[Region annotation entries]
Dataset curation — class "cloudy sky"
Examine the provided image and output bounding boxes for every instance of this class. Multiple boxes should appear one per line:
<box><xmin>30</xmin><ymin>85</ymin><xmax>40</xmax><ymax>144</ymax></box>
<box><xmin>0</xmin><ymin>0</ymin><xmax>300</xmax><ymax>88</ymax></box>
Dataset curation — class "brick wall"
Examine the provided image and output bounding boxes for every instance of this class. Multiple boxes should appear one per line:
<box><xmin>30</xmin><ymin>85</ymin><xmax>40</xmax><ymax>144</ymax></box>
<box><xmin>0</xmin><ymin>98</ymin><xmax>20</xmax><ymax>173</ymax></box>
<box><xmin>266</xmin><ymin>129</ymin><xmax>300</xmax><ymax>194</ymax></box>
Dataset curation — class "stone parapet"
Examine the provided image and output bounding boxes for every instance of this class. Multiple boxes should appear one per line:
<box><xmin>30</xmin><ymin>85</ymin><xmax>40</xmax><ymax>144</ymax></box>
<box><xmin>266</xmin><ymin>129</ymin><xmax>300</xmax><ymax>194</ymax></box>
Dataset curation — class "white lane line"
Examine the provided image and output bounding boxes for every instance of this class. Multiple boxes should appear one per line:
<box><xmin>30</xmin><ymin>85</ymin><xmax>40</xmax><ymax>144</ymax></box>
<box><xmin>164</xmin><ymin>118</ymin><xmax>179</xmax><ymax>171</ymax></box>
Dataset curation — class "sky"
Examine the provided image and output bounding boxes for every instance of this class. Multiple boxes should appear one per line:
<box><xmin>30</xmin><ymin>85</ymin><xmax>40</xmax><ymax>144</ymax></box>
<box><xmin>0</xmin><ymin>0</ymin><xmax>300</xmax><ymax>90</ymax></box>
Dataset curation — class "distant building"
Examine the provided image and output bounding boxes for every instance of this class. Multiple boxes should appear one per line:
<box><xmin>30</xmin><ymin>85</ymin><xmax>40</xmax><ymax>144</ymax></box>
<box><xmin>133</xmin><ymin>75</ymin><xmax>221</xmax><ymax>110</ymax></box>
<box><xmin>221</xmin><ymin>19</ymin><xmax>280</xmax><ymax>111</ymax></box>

Description of the task:
From the data above, report each line that contains the string "Dataset". Treat uppercase and lowercase letters as different.

Output for this task:
Dataset curation — class "cloudy sky"
Dataset curation — class "brick wall"
Dataset curation — class "stone parapet"
Dataset curation — class "white lane line"
Dataset curation — class "sky"
Dataset curation — class "distant building"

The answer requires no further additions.